Could you write out everything from the start of the rows below down to the line containing "x=764 y=1056", swapping "vertical flute groove" for "upright flute groove" and leaving all else unchanged?

— Start of Available data —

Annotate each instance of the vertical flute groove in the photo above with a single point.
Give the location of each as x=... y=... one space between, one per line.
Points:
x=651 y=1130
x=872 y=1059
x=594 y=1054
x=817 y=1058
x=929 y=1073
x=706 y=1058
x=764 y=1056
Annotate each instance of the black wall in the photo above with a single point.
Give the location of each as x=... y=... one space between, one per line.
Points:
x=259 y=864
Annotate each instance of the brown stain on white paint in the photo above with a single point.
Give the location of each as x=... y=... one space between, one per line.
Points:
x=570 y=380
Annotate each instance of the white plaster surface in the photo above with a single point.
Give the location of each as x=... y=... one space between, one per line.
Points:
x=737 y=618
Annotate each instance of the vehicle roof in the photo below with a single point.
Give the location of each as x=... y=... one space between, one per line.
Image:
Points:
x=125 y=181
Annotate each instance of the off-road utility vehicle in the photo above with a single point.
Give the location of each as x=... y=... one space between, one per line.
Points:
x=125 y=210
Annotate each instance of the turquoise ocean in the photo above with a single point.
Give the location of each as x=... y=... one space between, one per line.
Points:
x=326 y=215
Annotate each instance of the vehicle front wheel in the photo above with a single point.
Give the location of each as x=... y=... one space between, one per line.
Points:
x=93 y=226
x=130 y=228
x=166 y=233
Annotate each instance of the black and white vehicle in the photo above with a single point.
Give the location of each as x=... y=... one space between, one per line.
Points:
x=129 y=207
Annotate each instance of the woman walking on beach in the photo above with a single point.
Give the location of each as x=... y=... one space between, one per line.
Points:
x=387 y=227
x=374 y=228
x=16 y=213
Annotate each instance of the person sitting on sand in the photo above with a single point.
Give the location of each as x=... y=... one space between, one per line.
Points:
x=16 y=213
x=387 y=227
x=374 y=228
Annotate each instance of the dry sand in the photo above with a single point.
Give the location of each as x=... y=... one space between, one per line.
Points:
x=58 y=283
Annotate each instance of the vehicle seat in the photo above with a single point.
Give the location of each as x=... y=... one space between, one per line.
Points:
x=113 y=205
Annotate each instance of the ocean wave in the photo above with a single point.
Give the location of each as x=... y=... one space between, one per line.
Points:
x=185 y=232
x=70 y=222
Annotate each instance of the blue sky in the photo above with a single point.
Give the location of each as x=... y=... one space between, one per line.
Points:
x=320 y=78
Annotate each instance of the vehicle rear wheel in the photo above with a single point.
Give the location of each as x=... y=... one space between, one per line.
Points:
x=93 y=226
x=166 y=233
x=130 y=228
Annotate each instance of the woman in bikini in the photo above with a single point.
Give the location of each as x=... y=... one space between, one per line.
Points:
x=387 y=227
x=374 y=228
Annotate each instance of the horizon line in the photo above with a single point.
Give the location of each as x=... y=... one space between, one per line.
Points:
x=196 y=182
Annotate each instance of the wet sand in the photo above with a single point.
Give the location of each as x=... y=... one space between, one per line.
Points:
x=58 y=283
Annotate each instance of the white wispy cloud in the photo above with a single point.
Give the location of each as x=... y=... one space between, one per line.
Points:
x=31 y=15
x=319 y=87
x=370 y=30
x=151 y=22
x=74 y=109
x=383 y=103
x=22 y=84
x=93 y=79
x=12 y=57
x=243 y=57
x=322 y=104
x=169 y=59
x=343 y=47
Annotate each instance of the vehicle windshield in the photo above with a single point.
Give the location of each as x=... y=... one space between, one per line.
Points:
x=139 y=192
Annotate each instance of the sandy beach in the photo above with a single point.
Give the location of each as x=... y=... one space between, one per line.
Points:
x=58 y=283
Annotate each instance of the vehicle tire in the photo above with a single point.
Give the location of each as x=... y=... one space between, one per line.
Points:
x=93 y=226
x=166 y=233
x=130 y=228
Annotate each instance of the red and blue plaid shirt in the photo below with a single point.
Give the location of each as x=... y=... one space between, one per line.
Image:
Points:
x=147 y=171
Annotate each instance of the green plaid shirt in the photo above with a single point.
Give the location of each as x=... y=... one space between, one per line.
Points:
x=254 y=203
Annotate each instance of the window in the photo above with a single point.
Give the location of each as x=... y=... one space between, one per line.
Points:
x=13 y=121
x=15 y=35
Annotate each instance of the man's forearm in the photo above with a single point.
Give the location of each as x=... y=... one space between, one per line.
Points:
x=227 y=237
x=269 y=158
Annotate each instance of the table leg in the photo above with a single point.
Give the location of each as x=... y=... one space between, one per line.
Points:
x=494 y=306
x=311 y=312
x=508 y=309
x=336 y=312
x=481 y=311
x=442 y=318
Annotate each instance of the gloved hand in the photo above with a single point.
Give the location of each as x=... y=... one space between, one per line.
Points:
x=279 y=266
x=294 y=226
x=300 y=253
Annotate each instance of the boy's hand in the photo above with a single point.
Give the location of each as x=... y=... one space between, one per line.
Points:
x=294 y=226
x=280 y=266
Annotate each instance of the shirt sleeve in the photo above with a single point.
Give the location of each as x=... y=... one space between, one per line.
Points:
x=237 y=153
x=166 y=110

— End of Available data —

## Response
Annotate each instance of the upright flute groove in the photo above with a single point.
Give the location of each as x=... y=... one space between, one per line.
Points:
x=651 y=1130
x=872 y=1059
x=594 y=1054
x=817 y=1058
x=929 y=1073
x=706 y=1058
x=764 y=1056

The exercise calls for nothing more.